• **WORK ITEM**
Scan the records for the word "positive". Return each line where it is found.
──────── DATA FOR ANALYSIS
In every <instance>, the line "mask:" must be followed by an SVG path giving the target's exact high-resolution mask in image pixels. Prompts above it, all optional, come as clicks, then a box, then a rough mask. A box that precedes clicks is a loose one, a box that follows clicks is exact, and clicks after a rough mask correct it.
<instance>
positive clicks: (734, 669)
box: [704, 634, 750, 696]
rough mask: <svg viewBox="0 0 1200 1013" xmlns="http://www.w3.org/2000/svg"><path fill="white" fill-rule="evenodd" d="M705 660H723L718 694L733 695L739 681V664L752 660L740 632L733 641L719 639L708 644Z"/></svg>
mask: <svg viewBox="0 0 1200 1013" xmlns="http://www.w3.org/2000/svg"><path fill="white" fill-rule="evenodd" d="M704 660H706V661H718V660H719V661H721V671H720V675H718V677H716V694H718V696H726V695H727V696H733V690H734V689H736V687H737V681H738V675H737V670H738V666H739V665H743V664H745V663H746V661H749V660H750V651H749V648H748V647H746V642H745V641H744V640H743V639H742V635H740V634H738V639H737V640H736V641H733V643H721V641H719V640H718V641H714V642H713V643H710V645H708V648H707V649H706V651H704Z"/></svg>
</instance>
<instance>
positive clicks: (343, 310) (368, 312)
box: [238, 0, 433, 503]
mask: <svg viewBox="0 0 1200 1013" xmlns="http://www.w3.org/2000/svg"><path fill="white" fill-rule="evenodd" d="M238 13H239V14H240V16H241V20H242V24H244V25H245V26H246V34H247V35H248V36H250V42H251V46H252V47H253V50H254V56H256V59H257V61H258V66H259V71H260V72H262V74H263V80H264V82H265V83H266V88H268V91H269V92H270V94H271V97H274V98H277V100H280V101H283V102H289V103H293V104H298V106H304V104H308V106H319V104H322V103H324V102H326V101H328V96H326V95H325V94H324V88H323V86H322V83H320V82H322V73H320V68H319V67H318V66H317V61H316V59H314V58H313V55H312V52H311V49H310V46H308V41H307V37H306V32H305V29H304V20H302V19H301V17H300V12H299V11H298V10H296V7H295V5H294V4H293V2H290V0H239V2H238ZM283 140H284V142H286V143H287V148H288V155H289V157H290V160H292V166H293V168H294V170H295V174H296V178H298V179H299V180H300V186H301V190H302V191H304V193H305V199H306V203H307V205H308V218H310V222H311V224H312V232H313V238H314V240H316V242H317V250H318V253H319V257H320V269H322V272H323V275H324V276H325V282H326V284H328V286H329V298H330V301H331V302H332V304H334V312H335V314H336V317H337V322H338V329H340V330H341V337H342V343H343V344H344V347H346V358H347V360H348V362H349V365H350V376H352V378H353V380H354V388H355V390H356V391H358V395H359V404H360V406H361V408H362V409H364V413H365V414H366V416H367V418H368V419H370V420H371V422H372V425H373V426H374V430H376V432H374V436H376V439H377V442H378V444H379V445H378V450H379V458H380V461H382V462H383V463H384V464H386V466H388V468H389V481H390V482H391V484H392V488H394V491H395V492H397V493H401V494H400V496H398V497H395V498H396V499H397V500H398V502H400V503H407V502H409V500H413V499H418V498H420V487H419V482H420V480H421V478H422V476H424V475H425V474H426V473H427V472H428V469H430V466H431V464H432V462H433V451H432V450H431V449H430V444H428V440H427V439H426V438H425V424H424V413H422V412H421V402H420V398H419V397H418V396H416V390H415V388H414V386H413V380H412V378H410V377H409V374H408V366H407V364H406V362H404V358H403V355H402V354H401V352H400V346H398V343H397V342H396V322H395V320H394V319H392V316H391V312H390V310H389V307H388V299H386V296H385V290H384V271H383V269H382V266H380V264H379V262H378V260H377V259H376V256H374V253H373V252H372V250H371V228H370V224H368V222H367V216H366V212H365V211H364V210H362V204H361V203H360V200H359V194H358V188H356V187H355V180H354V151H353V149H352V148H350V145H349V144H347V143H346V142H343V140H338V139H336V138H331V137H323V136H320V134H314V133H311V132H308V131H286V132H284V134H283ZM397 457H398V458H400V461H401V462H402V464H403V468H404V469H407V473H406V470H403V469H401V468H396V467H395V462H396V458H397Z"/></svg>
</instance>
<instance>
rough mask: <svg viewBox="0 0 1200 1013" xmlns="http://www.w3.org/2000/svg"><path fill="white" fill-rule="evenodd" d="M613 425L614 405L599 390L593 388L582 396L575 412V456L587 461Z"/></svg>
────────────────
• **EXERCISE ANSWER**
positive clicks: (734, 669)
positive clicks: (343, 310) (368, 312)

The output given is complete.